+++ Material for the task +++

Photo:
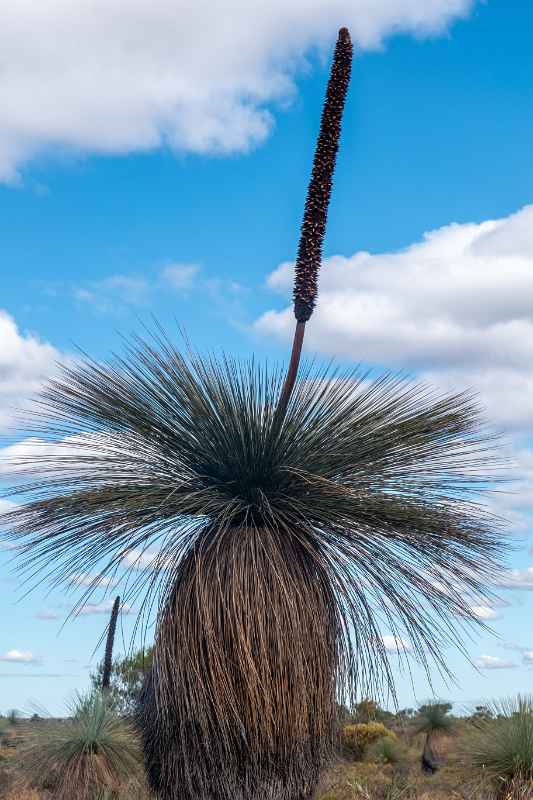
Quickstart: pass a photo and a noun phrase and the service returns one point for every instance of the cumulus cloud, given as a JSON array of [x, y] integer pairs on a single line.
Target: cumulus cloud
[[93, 581], [89, 609], [395, 644], [516, 579], [485, 613], [494, 662], [25, 363], [180, 276], [454, 308], [46, 615], [198, 77], [458, 298], [20, 657]]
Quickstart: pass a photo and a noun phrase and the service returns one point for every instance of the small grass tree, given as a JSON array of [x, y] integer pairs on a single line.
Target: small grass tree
[[499, 749], [92, 755], [435, 721]]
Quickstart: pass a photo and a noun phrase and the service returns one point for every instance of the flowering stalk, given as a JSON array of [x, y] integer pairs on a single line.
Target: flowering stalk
[[108, 658], [316, 205]]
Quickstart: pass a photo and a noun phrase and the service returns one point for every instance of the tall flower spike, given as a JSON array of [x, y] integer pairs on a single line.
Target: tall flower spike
[[319, 191], [108, 658], [316, 204]]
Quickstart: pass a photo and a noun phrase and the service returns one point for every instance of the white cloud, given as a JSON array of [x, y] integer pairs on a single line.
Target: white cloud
[[196, 76], [454, 308], [180, 276], [25, 363], [104, 295], [494, 662], [102, 608], [395, 644], [20, 656], [46, 615], [143, 559], [516, 579], [458, 297], [94, 581], [485, 613]]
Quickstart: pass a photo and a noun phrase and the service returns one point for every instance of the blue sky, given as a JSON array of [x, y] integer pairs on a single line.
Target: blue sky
[[177, 190]]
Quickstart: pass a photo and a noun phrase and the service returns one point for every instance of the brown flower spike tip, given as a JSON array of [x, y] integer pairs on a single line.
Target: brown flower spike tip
[[316, 206], [319, 191]]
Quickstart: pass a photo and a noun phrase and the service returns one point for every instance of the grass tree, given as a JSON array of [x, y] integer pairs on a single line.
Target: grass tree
[[108, 655], [434, 720], [92, 755], [499, 750], [293, 521]]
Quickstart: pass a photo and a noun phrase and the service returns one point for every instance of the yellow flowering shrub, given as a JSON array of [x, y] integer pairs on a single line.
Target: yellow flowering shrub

+++

**Required action**
Could you return all lines from the records that include the word "yellow"?

**Exercise result**
Quickstart: pass a photo and a noun phrase and the service returns one point for every instance of the yellow flowering shrub, given as a JSON array of [x, y] integer pairs on a single line.
Target: yellow flowering shrub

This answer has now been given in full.